◆ Quoted passage
╔══

MVCC_FAILURE_MATRIX.md¶
AeroDB — MVCC Failure & Crash Matrix¶
Status¶
- This document is authoritative
- It enumerates all meaningful MVCC failure points
- Every outcome is deterministic and invariant-preserving
- No implementation details appear here
1. Purpose of the Failure Matrix¶
This document defines:
- Where crashes may occur
- What state may exist at each crash point
- What recovery must produce
There are no undefined states. Every failure maps to a valid, explainable recovery outcome.
2. Failure Classification¶
All MVCC-related failures fall into one of four categories:
- Before commit intent
- After commit intent, before commit identity
- After commit identity, before full persistence
- After full persistence
Each category has strict recovery semantics.
3. Write Lifecycle Failure Points¶
3.1 Failure Before Commit Intent¶
Crash Point
- Before any commit intent is recorded in WAL
State at Crash
- No MVCC metadata exists
- No versions are authoritative
Recovery Outcome
- Write does not exist
- No versions are visible
- No cleanup required
✅ Invariants preserved.
3.2 Failure After Commit Intent, Before Commit Identity¶
Crash Point
- Commit intent recorded
- No commit identity recorded
State at Crash
- Potential version data may exist
- No visibility authority exists
Recovery Outcome
- Write is discarded
- Any partial version data is ignored
- No versions become visible
Commit intent without identity has no effect.
3.3 Failure After Commit Identity, Before Version Durability¶
Crash Point
- Commit identity recorded
- One or more versions not fully durable
State at Crash
- Commit identity exists
- Version data may be incomplete
Recovery Outcome
- Recovery must detect inconsistency
- Recovery must fail explicitly
- No partial visibility is allowed
Silent repair is forbidden.
3.4 Failure After Full Commit Persistence¶
Crash Point
- Commit identity recorded
- All versions fully durable
State at Crash
- Complete MVCC state exists
Recovery Outcome
- All versions are visible
- Version chains are intact
- Visibility rules apply normally
This is the success case.
4. Read View Failure Scenarios¶
4.1 Crash During Read View Creation¶
Crash Point
- While establishing read view
Recovery Outcome
- Read operation is aborted
- No persistent state is affected
Reads do not mutate MVCC state.
4.2 Crash During Read Execution¶
Crash Point
- While reading visible versions
Recovery Outcome
- Read is aborted
- No visibility state is altered
- MVCC state remains unchanged
Reads are restart-safe.
5. Snapshot-Related Failures¶
5.1 Crash Before Snapshot Boundary Selection¶
Recovery Outcome
- Snapshot does not exist
- WAL remains authoritative
5.2 Crash After Snapshot Boundary, Before Snapshot Completion¶
Recovery Outcome
- Snapshot is discarded
- WAL replay resumes normally
Partial snapshots are invalid.

╚══

◆ Given task 1
Rewrite the records starting with the line that contains "of the sandy" and going on through the end of the records, with the requests included and every coordinate in the answers shifted up by 131. Leave the pictures out.
The records have no connection to the MVCC failure matrix above.

◆ Entries
╔══

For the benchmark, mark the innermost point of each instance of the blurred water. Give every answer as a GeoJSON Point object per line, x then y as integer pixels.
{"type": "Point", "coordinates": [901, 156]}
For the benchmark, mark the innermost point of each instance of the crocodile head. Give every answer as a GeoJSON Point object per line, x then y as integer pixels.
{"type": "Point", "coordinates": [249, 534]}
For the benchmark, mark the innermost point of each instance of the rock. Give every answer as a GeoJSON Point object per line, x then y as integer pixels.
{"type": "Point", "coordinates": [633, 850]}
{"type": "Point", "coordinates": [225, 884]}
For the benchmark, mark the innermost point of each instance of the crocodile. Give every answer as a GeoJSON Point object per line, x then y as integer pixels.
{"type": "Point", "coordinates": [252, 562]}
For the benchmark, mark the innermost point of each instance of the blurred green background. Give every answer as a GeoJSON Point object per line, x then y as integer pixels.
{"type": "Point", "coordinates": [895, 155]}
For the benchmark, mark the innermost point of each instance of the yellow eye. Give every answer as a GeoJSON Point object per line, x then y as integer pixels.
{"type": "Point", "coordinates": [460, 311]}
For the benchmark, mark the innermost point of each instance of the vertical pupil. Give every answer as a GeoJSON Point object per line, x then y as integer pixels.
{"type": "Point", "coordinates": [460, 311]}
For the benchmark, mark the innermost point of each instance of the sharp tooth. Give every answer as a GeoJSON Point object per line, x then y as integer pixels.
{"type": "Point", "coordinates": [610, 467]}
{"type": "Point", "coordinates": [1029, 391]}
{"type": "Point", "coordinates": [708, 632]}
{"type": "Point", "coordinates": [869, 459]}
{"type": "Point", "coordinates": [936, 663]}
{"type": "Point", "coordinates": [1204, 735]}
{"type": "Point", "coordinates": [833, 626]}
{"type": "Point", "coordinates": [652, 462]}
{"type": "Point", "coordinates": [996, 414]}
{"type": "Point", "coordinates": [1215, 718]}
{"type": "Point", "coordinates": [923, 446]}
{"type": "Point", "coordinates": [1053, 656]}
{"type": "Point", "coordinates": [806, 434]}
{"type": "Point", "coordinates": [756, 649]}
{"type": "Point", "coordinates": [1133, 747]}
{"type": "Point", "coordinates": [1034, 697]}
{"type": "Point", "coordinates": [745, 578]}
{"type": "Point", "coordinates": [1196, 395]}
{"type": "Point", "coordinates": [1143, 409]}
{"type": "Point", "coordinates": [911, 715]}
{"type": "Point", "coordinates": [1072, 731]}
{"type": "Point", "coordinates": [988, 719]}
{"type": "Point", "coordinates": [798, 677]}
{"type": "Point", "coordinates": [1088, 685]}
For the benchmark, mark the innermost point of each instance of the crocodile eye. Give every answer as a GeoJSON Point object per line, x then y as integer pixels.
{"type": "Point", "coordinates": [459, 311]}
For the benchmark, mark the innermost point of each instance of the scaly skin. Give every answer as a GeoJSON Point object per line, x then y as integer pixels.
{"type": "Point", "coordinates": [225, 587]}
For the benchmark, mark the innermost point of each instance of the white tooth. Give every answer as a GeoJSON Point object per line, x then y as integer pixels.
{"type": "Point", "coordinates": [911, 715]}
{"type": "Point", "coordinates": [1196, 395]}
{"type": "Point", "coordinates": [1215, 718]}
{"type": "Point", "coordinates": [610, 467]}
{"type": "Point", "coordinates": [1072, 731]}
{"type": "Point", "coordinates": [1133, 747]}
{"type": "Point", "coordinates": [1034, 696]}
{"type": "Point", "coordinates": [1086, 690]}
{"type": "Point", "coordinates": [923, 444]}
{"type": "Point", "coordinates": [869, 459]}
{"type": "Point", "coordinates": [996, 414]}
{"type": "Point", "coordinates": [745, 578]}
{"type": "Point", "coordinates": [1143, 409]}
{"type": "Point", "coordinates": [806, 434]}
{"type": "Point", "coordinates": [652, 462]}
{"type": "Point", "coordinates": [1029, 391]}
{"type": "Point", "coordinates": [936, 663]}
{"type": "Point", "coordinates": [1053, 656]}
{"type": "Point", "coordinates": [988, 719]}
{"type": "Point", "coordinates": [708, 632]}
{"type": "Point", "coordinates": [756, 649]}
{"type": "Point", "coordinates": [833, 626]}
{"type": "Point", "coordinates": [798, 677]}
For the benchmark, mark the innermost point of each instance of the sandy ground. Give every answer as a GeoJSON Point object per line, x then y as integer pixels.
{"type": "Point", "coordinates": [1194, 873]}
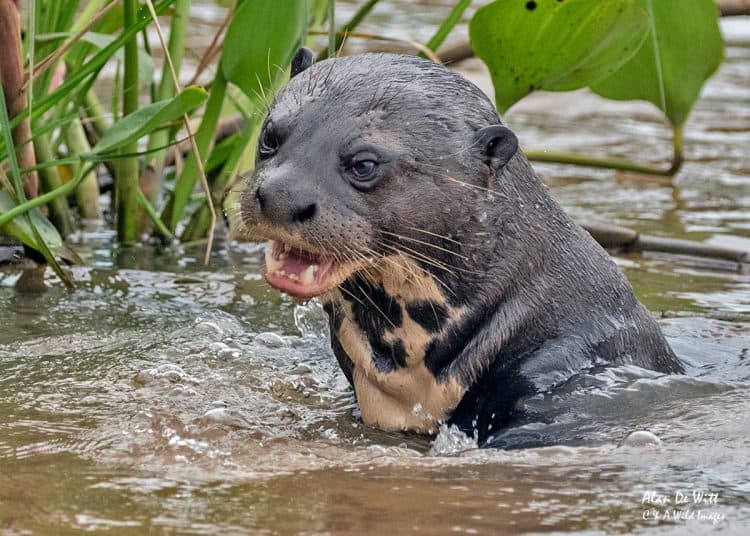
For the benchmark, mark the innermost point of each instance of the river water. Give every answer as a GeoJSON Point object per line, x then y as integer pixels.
{"type": "Point", "coordinates": [166, 396]}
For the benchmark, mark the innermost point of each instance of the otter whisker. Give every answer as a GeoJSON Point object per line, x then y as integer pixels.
{"type": "Point", "coordinates": [436, 235]}
{"type": "Point", "coordinates": [402, 237]}
{"type": "Point", "coordinates": [435, 277]}
{"type": "Point", "coordinates": [429, 260]}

╚══

◆ Given task 2
List the four categories into which the MVCC failure matrix sorts all MVCC-related failures.

◆ Exercise result 1
For the benchmark, mark the innermost point of each instance of the sandy ground. Give every answer as a GeoJSON Point object per line, x then y as integer pixels.
{"type": "Point", "coordinates": [1325, 1004]}
For the benchmark, mark the innermost point of each instance of the river water. Give every answer as a GeoJSON Point object per line, x then y as integer pixels.
{"type": "Point", "coordinates": [297, 527]}
For the benchmark, mark the innermost point of each instance of the otter whisker. Give every answer as a GeoJSON Point object per line, x then y as integer pixels.
{"type": "Point", "coordinates": [567, 366]}
{"type": "Point", "coordinates": [533, 368]}
{"type": "Point", "coordinates": [566, 408]}
{"type": "Point", "coordinates": [560, 391]}

◆ Exercise result 2
- Before commit intent
- After commit intent, before commit identity
- After commit identity, before full persistence
- After full persistence